■ Problem to work on ■
Skip the pictures and give back the rest of the listing exactly.

■ Records provided ■
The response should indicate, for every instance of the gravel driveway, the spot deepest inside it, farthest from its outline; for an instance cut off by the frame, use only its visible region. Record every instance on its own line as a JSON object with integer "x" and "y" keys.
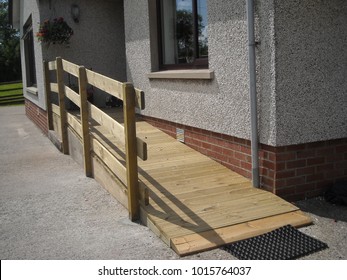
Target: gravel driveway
{"x": 50, "y": 210}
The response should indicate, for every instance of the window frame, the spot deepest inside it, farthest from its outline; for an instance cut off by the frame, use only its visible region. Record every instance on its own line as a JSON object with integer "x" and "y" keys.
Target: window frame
{"x": 198, "y": 63}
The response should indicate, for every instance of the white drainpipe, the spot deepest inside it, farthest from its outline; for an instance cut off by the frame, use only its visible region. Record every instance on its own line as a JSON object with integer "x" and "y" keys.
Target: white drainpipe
{"x": 253, "y": 93}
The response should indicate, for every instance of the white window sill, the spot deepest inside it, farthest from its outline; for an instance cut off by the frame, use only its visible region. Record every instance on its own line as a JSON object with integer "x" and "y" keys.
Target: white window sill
{"x": 32, "y": 90}
{"x": 189, "y": 74}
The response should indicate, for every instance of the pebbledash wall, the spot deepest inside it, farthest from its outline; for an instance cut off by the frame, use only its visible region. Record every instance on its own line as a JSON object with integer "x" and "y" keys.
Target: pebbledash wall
{"x": 302, "y": 90}
{"x": 88, "y": 46}
{"x": 301, "y": 70}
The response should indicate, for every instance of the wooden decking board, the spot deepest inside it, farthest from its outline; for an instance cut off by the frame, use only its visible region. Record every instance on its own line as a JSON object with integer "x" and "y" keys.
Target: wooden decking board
{"x": 214, "y": 217}
{"x": 194, "y": 243}
{"x": 195, "y": 203}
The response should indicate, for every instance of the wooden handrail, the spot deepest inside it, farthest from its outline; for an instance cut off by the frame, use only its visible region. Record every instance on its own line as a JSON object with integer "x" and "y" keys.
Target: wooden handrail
{"x": 133, "y": 146}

■ Solution for this problem ■
The response should indicate, for every instance of the gravel driveway, the spot deepest inside it, farthest from its outline; for an instance cut off by the frame, use only its visible region. Record every instance on its own line as a JSON object with integer "x" and "y" keys.
Target: gravel driveway
{"x": 50, "y": 210}
The response should indicate, for every instance of the window frame, the spot deepest inside it, farthest from its outline; for an instance cut off by the frame, use only its visible region. Record every instance on its own line as a JSON object with integer "x" and "y" keys.
Target: window frame
{"x": 198, "y": 63}
The response should indicate, for every instance of the white drainpipe, the spot deepest inside it, farthest from its outline; for an instance cut off by the frame, use only its visible region. Record every instance on its own line as a JSON object with integer "x" and "y" keys.
Target: white drainpipe
{"x": 253, "y": 93}
The response should indicate, for every instance of the white window sill, the spot deepest inside it, farthest from its outline; for an instance cut off by the frame, use only its visible region. Record every instance on its own line as a JSON object with integer "x" and "y" keys.
Target: white window sill
{"x": 32, "y": 90}
{"x": 189, "y": 74}
The response should indicate, for every instance of the pebbledash wall, the spot deepest inside it, farthest from its outline; for an instance cut off by the frame, use only its visible region. Record every instance on its own line as a JSON object with integer "x" and "y" keys.
Target: pebbledash wall
{"x": 302, "y": 90}
{"x": 88, "y": 46}
{"x": 301, "y": 70}
The response should indicate, for every instance of the wooden decking board, the spot deepest inside it, farthest from its outline; for an instance cut off by the frame, use only its visible region. Record every instance on its own line as a JSON object with integer "x" and "y" keys.
Target: wooden decking board
{"x": 214, "y": 217}
{"x": 194, "y": 243}
{"x": 195, "y": 203}
The response should indicate, for every instance of the wooden handrail, the spot deepest inside it, farthest from its outline; for an instance cut off by the frame, use only its visible region. Record every instance on its own line as a JSON object with integer "x" and "y" keys.
Target: wooden handrail
{"x": 133, "y": 146}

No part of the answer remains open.